The MAN Group - comprising the MAN Truck & Bus and MAN Latin America divisions - recorded declines in unit sales, sales revenue, and operating profit in the first half of 2020 due to a market slowdown in Europe, which was already expected at the beginning of the year, as well as the significant impact of the COVID-19 pandemic.

The MAN Group's unit sales fell by 34% to 47,301 vehicles in the first six months, resulting in sales revenue of EUR4.7 billion, down 26% year-on-year. The MAN Group closed the first half of the year with an operating loss of EUR423 million (previous year: operating profit of EUR248 million). The operating return on sales was -9.1%, after 4.0% reported in the prior-year period.

The increasing spread of coronavirus already weighed on unit sales in the first quarter and resulted in plant closures across the Company's production sites from the second half of March. At the end of April, the MAN Group began to gradually restart production at its plants. All sites are now up and running again.

:::::

## Exercise requirements
[A] By what percentage did the MAN Group's unit sales fall in the first six months of 2020, according to the report on its first-half results?
[B] Carry on the report on the MAN Group's first-half 2020 results, picking up after its final sentence.

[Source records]
:::::

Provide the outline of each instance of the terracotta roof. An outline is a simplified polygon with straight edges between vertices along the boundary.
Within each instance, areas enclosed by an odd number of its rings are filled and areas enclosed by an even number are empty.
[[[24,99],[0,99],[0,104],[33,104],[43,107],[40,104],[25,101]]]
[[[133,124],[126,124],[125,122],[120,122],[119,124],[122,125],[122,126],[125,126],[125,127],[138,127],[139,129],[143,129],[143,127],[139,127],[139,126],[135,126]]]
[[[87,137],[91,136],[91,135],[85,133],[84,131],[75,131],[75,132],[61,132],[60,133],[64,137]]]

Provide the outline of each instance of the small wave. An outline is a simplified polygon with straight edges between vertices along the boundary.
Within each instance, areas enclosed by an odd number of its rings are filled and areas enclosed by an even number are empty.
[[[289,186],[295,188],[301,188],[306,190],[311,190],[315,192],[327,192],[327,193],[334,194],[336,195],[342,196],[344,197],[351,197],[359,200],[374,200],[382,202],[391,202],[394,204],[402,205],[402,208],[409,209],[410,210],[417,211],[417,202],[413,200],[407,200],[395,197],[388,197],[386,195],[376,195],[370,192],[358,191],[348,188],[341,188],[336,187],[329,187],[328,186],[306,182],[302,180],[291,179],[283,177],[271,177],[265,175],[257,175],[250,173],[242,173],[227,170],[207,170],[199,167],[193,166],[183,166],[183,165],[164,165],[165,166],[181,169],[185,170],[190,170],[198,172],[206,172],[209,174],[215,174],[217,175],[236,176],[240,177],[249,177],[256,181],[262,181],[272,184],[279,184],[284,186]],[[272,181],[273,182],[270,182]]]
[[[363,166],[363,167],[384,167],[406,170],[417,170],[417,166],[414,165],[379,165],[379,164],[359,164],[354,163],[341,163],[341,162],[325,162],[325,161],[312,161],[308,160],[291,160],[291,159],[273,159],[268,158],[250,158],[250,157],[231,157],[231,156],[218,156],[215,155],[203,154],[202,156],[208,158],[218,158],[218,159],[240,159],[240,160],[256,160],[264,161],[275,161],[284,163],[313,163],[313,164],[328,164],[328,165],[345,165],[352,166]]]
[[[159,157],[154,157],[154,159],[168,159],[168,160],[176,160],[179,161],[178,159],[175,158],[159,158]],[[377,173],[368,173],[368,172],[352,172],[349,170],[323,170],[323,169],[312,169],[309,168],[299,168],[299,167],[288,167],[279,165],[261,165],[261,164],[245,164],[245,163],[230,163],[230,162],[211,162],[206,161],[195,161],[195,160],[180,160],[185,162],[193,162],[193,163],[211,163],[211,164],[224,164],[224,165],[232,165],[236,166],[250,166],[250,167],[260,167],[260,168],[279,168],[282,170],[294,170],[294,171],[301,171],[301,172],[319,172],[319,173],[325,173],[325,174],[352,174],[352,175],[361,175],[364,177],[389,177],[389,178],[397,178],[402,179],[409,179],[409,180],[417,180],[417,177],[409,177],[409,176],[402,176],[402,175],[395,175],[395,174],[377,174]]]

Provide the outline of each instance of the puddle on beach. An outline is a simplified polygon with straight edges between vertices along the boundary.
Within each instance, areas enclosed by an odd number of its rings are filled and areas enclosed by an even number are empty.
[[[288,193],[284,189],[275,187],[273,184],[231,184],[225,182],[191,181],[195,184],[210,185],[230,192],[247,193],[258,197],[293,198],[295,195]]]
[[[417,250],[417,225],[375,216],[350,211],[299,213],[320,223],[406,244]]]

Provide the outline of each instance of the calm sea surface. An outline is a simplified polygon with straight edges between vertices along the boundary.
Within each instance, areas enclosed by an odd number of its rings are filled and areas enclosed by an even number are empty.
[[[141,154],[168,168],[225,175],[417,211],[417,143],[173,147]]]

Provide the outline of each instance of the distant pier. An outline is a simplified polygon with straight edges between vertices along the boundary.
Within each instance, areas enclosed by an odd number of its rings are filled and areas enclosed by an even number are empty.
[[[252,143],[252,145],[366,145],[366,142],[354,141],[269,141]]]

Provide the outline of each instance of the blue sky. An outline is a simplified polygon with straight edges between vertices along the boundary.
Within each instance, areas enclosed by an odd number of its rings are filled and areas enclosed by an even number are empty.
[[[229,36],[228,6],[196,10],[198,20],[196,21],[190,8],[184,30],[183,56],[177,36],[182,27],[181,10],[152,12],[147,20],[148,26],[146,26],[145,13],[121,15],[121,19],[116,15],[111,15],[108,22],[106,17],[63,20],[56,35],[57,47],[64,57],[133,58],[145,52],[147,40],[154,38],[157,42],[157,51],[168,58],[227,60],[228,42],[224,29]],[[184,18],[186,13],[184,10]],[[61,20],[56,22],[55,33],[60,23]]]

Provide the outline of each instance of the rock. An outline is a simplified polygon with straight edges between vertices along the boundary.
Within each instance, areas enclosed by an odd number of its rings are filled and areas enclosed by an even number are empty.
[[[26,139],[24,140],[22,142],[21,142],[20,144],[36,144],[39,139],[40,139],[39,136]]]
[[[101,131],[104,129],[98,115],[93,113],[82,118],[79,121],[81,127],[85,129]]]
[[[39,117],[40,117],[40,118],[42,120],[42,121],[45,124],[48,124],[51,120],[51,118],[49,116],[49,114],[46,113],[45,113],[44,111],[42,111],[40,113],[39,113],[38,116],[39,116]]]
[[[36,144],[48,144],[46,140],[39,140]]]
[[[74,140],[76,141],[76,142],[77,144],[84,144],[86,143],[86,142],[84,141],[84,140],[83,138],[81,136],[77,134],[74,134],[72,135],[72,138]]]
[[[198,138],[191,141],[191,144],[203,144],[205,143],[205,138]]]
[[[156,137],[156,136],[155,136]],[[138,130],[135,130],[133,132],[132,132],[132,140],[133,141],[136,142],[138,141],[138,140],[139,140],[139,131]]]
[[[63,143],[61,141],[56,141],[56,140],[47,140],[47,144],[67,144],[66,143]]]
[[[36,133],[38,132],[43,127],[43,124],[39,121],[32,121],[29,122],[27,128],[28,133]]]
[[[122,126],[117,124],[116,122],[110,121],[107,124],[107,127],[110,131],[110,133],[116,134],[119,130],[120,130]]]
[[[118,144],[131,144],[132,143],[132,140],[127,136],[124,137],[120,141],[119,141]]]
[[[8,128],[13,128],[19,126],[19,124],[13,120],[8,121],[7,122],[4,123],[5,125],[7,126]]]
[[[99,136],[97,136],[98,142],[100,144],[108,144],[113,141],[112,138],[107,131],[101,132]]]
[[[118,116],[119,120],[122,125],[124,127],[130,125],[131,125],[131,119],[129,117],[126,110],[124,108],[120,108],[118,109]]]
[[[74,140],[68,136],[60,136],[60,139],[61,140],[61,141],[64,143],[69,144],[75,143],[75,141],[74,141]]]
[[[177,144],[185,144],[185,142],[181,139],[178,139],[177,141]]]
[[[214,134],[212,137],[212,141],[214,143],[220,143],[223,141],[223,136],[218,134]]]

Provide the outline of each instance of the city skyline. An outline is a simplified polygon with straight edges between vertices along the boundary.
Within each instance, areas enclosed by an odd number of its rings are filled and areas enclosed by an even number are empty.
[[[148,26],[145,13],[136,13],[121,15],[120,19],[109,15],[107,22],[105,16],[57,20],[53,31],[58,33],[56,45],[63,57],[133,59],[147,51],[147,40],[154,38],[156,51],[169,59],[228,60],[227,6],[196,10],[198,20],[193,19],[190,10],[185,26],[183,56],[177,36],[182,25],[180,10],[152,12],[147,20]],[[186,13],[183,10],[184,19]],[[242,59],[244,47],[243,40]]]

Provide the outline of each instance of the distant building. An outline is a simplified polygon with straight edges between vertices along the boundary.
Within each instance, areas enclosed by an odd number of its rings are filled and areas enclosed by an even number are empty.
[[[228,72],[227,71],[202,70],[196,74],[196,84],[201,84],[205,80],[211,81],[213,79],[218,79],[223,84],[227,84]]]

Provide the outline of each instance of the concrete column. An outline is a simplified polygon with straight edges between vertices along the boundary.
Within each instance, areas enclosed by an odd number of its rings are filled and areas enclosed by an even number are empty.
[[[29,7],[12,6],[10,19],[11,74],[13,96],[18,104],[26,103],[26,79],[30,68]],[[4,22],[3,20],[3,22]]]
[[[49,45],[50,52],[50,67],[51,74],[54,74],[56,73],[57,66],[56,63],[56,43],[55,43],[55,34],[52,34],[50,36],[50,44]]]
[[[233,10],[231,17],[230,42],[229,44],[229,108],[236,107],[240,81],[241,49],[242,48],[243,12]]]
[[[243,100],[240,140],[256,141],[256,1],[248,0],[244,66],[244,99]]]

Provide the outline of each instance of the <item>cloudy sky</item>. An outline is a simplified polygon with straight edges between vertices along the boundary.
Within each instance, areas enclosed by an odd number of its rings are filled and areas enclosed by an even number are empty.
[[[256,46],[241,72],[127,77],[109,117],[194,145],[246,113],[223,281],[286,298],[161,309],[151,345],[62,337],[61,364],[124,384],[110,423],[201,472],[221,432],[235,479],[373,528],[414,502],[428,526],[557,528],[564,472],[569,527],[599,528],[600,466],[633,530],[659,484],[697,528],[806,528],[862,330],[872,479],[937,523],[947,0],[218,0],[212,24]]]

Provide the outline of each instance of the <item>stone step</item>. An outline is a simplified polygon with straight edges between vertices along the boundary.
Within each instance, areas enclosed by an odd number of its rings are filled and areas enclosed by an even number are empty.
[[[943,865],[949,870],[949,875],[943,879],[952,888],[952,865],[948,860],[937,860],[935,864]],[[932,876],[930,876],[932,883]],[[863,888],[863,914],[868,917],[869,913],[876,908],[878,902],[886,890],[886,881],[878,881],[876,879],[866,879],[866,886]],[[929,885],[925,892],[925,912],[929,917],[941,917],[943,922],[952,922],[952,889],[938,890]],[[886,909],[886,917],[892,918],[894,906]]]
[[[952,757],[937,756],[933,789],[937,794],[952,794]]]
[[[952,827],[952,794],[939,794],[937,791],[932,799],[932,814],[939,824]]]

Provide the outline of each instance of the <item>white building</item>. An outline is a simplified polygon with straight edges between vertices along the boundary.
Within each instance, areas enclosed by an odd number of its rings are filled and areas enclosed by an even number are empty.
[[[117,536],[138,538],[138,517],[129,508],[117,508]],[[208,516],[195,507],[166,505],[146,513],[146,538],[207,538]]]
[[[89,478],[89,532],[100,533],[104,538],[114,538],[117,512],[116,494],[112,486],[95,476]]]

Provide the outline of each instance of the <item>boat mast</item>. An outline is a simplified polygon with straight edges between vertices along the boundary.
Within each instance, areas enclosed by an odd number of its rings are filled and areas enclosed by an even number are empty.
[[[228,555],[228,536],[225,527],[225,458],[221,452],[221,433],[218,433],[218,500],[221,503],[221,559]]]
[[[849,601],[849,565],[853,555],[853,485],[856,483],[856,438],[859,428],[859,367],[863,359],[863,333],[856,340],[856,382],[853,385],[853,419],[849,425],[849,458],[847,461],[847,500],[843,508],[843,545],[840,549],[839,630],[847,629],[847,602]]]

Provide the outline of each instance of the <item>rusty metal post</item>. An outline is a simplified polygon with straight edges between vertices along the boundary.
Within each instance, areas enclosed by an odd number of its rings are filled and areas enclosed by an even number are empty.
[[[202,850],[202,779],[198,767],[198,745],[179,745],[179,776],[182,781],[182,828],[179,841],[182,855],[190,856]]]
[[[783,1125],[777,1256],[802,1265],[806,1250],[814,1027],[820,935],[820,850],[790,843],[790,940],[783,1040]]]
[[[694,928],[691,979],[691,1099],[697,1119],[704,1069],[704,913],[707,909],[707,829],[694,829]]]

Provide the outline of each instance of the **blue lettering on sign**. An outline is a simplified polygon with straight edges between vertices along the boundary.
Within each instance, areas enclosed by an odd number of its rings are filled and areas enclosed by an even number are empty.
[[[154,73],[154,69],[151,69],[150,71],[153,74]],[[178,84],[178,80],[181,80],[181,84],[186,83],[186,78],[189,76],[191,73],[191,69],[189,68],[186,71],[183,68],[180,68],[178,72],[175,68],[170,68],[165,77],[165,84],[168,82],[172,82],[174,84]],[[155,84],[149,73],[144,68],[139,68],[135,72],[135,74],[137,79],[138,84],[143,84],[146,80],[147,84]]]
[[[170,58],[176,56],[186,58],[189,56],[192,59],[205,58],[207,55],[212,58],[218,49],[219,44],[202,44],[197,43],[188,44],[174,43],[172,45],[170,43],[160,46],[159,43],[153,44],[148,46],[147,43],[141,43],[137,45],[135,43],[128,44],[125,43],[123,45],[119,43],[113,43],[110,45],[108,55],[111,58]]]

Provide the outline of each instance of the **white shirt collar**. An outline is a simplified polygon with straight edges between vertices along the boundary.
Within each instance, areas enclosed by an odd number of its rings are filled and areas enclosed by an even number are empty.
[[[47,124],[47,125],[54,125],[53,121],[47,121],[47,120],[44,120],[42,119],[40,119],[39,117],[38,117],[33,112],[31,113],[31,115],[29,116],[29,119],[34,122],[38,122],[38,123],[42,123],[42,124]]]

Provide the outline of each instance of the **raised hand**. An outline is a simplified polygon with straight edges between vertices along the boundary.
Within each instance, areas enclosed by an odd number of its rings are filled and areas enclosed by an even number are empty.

:::::

## Replies
[A] 34%

[B]
'MAN has responded to the COVID-19 crisis with comprehensive measures designed to cushion the consequences of the pandemic. As well as temporary production stops, this mainly includes stabilizing our operating business further,' explains Dr. Andreas Tostmann, Chief Executive Officer of MAN SE. 'With the new truck generation we launched back in February and our aim to realign the Company, we are creating the foundation for profitable and sustainable growth in the MAN Group.'

The continuing COVID-19 pandemic and the repercussions it has for the economic environment make concrete statements on the expected future business developments extremely difficult. The impact of the COVID-19 pandemic on customer demand and supply chains still cannot be estimated with any degree of reliability, not least because of the possibility of a further rise in infection rates in Europe or other regions of the world.